Below are records. Transcribe exactly the lines from the one that contains "Task: indicate the clear sky" through the last line, leaving any pictures out.

--- Stored rows ---

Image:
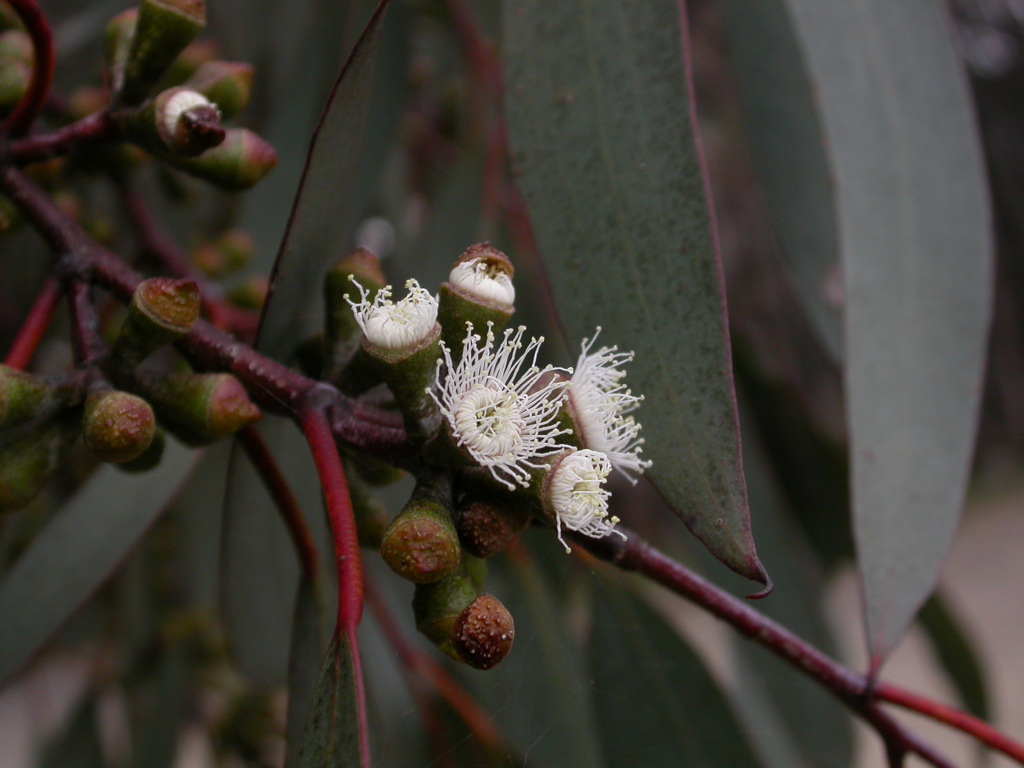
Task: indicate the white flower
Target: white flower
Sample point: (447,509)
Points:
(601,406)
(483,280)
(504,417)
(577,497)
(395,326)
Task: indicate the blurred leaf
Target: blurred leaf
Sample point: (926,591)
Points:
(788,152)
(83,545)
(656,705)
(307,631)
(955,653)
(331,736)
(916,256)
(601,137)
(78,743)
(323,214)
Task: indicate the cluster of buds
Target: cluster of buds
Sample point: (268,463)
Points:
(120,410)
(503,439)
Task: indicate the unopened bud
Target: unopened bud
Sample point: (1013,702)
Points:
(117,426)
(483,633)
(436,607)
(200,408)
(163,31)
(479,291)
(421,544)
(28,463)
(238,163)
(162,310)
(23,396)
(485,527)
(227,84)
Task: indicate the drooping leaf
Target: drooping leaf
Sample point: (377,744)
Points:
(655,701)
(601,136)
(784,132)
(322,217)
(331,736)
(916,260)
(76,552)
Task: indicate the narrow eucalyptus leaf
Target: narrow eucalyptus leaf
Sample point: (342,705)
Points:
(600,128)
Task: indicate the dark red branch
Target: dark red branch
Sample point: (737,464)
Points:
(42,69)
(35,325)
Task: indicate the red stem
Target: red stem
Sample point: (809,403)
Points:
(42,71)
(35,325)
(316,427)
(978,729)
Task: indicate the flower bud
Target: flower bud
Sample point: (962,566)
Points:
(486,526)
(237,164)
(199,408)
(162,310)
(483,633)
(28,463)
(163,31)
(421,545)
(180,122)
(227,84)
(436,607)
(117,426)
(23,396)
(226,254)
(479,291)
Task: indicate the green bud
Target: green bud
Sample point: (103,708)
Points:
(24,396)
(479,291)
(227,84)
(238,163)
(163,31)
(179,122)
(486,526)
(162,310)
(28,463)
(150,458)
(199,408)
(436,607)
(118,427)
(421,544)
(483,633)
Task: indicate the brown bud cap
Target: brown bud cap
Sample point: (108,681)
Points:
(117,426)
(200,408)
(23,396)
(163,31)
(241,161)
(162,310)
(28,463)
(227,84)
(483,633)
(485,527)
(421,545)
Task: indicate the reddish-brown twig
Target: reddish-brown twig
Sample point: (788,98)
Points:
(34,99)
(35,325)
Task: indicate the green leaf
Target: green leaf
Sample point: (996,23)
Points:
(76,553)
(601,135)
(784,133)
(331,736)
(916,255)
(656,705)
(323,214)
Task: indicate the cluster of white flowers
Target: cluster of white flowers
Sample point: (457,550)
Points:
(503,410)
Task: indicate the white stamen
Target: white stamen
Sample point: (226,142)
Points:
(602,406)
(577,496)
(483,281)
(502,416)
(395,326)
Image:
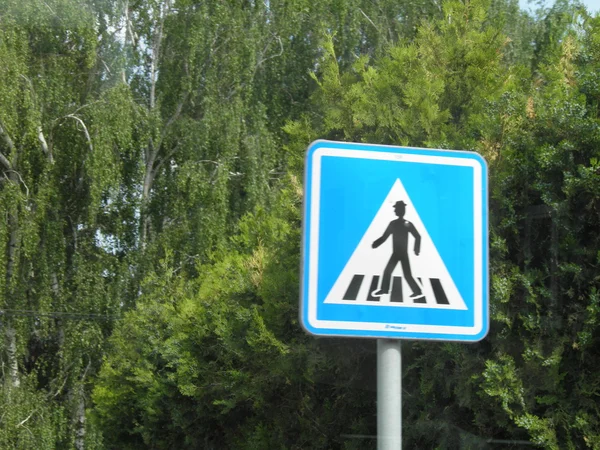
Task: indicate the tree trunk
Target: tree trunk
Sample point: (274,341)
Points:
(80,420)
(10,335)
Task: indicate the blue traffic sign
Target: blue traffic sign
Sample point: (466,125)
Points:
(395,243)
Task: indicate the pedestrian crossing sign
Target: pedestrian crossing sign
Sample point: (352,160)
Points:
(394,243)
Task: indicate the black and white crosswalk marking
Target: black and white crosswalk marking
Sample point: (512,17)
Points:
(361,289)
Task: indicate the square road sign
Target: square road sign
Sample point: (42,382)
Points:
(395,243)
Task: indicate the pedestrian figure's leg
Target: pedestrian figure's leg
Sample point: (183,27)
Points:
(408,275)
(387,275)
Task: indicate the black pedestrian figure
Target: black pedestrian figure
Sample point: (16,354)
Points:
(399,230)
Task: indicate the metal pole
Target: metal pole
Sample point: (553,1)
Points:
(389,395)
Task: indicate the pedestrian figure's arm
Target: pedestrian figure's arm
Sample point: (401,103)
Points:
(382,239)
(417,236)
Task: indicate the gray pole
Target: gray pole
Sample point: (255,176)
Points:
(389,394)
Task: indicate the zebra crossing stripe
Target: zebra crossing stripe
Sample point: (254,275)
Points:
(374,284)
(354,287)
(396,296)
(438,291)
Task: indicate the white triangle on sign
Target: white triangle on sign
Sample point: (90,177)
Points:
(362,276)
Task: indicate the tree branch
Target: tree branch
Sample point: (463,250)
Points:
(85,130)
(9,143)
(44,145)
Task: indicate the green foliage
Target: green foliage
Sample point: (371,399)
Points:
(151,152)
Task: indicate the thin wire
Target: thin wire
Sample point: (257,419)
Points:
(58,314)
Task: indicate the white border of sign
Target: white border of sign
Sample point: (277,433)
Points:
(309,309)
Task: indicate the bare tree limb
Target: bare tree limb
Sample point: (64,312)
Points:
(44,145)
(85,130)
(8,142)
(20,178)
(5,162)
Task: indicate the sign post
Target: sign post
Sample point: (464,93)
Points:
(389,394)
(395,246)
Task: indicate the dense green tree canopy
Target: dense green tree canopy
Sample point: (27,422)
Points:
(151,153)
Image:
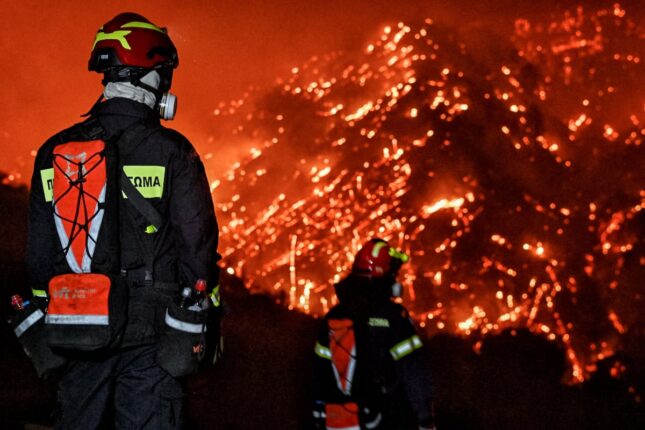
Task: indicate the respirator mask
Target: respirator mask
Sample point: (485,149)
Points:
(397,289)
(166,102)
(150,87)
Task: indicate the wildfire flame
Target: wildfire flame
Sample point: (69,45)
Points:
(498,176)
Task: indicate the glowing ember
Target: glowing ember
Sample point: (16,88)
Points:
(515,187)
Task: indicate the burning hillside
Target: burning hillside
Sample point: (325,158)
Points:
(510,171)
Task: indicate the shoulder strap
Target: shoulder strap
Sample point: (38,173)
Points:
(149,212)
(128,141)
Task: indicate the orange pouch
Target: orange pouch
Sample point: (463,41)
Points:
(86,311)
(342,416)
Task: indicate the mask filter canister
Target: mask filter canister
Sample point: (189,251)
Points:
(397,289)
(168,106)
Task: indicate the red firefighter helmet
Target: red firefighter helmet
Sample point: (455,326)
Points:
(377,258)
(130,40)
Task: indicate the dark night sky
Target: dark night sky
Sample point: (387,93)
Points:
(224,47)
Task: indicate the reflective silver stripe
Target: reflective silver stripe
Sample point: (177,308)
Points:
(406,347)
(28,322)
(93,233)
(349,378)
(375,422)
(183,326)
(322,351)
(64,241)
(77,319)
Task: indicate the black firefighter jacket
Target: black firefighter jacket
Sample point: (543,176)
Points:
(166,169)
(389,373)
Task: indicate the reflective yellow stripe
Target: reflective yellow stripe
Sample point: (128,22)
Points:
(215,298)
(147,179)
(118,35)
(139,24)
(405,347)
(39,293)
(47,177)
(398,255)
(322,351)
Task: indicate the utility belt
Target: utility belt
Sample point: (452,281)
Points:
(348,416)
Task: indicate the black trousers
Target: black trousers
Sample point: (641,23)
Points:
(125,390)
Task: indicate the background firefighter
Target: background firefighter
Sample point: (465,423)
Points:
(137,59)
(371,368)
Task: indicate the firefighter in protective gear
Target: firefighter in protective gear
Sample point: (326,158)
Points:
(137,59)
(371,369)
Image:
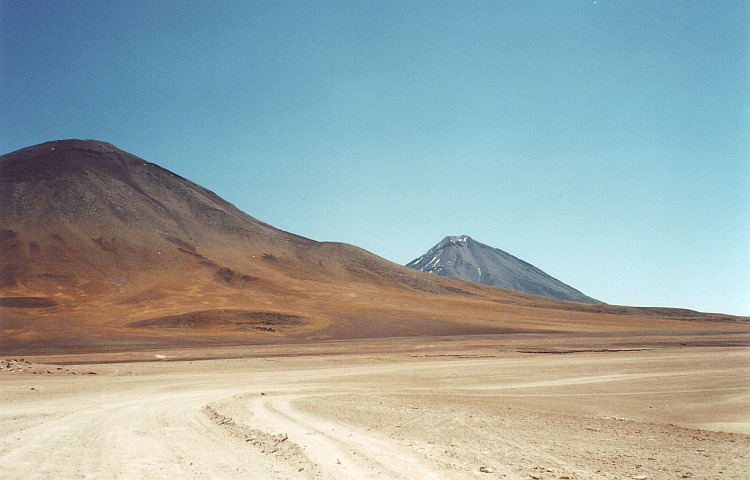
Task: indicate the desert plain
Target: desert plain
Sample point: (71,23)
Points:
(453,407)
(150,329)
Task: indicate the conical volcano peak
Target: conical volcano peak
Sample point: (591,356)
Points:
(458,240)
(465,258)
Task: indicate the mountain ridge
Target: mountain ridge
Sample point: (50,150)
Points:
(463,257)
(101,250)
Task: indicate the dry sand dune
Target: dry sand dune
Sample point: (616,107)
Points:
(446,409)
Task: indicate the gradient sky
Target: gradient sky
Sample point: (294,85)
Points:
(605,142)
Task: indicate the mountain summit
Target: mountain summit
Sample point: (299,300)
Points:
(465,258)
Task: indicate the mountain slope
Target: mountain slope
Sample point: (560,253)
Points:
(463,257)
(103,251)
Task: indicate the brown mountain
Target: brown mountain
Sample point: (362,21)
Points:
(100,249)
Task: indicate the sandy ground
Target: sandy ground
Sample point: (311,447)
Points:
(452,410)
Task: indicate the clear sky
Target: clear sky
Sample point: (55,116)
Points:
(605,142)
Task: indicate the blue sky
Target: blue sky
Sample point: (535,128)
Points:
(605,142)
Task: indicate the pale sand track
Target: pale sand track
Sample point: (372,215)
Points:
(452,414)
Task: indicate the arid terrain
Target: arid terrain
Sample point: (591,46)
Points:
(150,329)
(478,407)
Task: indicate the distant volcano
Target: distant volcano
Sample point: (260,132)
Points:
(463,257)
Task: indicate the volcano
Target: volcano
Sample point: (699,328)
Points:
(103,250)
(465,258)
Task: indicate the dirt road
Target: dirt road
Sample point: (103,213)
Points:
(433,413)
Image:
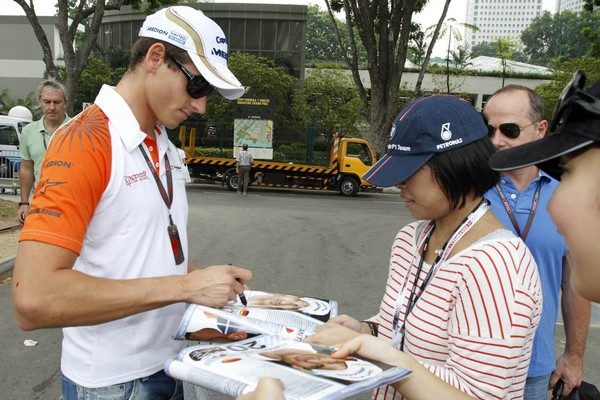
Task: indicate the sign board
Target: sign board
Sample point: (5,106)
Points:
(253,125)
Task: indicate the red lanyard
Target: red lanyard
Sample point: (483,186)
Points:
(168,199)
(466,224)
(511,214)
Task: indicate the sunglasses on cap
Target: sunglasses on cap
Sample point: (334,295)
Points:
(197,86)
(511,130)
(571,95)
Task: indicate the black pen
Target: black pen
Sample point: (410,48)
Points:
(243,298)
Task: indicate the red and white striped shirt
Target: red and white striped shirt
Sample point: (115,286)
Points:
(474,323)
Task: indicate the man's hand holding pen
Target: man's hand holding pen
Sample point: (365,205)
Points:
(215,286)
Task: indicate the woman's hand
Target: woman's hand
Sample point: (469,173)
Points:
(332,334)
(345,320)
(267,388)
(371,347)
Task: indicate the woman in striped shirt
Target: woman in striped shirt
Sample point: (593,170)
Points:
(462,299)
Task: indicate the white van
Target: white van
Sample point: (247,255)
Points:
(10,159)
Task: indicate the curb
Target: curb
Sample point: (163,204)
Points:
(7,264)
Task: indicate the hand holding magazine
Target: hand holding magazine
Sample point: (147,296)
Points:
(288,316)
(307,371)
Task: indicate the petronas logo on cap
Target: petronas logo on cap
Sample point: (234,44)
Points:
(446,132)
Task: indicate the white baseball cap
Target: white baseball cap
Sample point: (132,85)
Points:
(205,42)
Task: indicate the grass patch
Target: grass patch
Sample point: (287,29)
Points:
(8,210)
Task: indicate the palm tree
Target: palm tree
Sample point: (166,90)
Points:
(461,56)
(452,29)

---

== Problem solution ==
Task: indicate the clear sky
Target: clear sky
Sample point: (55,116)
Points:
(605,142)
Task: indicate the blue sky
Target: blue sky
Sample point: (535,128)
Points:
(605,142)
Task: indicate the pale sand track
Target: pale sand track
Sample point: (372,215)
Points:
(452,414)
Task: indicate the arid terrain
Target: arid terrain
Sample point: (591,46)
Points:
(150,329)
(478,407)
Task: indicate the distant volcano
Target: distant volcano
Sample point: (260,132)
Points:
(463,257)
Task: indicate the volcano
Target: volcano
Sample point: (699,328)
Points:
(103,250)
(465,258)
Task: indicate the dirt road
Target: dirt road
Sample point: (103,213)
Points:
(433,413)
Image:
Task: indicate the sign board
Target: sign board
Sample point: (5,106)
Points:
(253,125)
Task: indicate the red lanyard
Target: red lanyard
Sample point: (483,186)
Points:
(168,199)
(466,224)
(511,214)
Task: indicate the sunglasses on cap
Target: sunglasses on cap
Sample point: (334,295)
Points:
(197,86)
(511,130)
(571,95)
Task: indicate the black pen
Target: black pen
Sample point: (410,48)
Points:
(243,298)
Task: indicate the red and white striped shirt
Target: red and white striped shirt
Sample point: (115,286)
Points:
(474,323)
Task: indicate the man's hand holding pen
Target: man's hand holding pen
Sample point: (365,205)
Points:
(215,286)
Task: indicate the woman's hand
Target: woman's hand
Sample point: (469,173)
Points:
(332,334)
(345,320)
(267,388)
(371,347)
Task: indicate the woman in striped shirt
Target: woman in striped shirt
Sample point: (593,170)
Points:
(462,299)
Task: indicate the white van
Target: white van
Sample point: (247,255)
Points:
(10,159)
Task: indicate the curb
Target: curb
Sample point: (163,204)
Points:
(7,264)
Task: indicate the hand holding magazine
Target: hand holding magazine
Sample point: (147,296)
Points:
(288,316)
(307,371)
Task: indicate the petronas logo on cap
Target: petronas logo on cap
Sample point: (234,44)
Points:
(446,132)
Task: indicate the white baseball cap
Target: white baseball cap
Sample point: (132,85)
Points:
(205,42)
Task: indicate the grass patch
Target: grass patch
Sample point: (287,29)
Points:
(8,210)
Task: indicate the palm tree
Target: palm tree
Sample point: (166,90)
Points:
(461,56)
(452,29)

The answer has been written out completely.